**Work instructions:**
a - Please repeat the Queen news item word for word from "- Title: UK: British" to "group's new album.".
b - Locate each line in the listing containing the string "outline" with matching case, and copy those lines.

===== Passage provided =====

- Title: UK: British rock band, Queen, produce a series of short films
- Date: 31st October 1995
- Summary: LONDON, UNITED KINGDOM (NOVEMBER 1, 1995) (REUTERS) SCENE FROM "TOO MUCH LOVE WILL KILL YOU" FILM BEING SHOT
- Embargoed: 15th November 1995 12:00
- Keywords:
- Location: LONDON, UNITED KINGDOM
- City:
- Country: United Kingdom
- Topics: Entertainment
- Reuters ID: LVA3F8FQS77ITULU0XH2GQBM2ZQR
- Story Text: The rock group Queen have joined forces with the British Film Institute (BFI) in a unique new venture which will see the production of a series of short films to support the group's new album.
Due out on November 6, "Made In Heaven" features the final songs written and recorded by Queen's late singer, Freddie Mercury and the group before his death from AIDS (Acquired Immune Deficiency Syndrome) in November, 1991.
The single from the album, "Heaven For Everyone", has already entered the charts and is currently at number two in Britain.
Queen are widely credited with producing the seminal pop promotional video, with "Bohemian Rhapsody" in 1975, a film which featured special effects, at a time when most bands were content with using pictures of themselves in performance to illustrate their songs.
In an endeavour to find an innovative way of presenting the songs on their new album "Made In Heaven" visually, Queen approached the BFI and proposed commissioning a series of short films with new directors.

===== Exercise materials =====

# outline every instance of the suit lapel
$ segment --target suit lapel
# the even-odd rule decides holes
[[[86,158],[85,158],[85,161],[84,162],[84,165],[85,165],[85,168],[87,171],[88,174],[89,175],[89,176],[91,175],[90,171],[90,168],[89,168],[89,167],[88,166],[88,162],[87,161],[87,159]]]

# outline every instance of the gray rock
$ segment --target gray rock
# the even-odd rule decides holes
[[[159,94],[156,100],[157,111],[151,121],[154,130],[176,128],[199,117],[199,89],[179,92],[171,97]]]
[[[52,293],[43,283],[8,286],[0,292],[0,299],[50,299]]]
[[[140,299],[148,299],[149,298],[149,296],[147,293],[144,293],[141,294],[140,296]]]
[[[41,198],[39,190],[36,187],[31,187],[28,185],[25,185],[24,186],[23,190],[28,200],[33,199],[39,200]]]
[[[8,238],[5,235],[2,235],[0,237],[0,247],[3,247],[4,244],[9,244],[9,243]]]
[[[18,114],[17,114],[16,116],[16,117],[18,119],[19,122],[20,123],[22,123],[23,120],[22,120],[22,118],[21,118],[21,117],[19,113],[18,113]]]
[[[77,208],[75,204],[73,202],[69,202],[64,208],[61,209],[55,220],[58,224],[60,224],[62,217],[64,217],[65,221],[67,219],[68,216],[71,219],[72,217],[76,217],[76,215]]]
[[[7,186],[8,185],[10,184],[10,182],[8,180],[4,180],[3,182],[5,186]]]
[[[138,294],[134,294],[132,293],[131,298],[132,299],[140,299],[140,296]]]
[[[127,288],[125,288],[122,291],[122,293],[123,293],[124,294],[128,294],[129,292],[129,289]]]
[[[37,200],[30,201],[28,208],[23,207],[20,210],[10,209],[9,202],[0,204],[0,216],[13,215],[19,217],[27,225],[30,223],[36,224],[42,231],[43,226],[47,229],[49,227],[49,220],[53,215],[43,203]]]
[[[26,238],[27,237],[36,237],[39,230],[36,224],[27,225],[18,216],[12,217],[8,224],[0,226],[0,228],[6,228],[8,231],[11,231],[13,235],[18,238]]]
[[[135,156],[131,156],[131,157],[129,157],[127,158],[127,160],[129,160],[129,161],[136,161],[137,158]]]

=====

**Outputs by task:**
a -
- Title: UK: British rock band, Queen, produce a series of short films
- Date: 31st October 1995
- Summary: LONDON, UNITED KINGDOM (NOVEMBER 1, 1995) (REUTERS) SCENE FROM "TOO MUCH LOVE WILL KILL YOU" FILM BEING SHOT
- Embargoed: 15th November 1995 12:00
- Keywords:
- Location: LONDON, UNITED KINGDOM
- City:
- Country: United Kingdom
- Topics: Entertainment
- Reuters ID: LVA3F8FQS77ITULU0XH2GQBM2ZQR
- Story Text: The rock group Queen have joined forces with the British Film Institute (BFI) in a unique new venture which will see the production of a series of short films to support the group's new album.

b -
# outline every instance of the suit lapel
# outline every instance of the gray rock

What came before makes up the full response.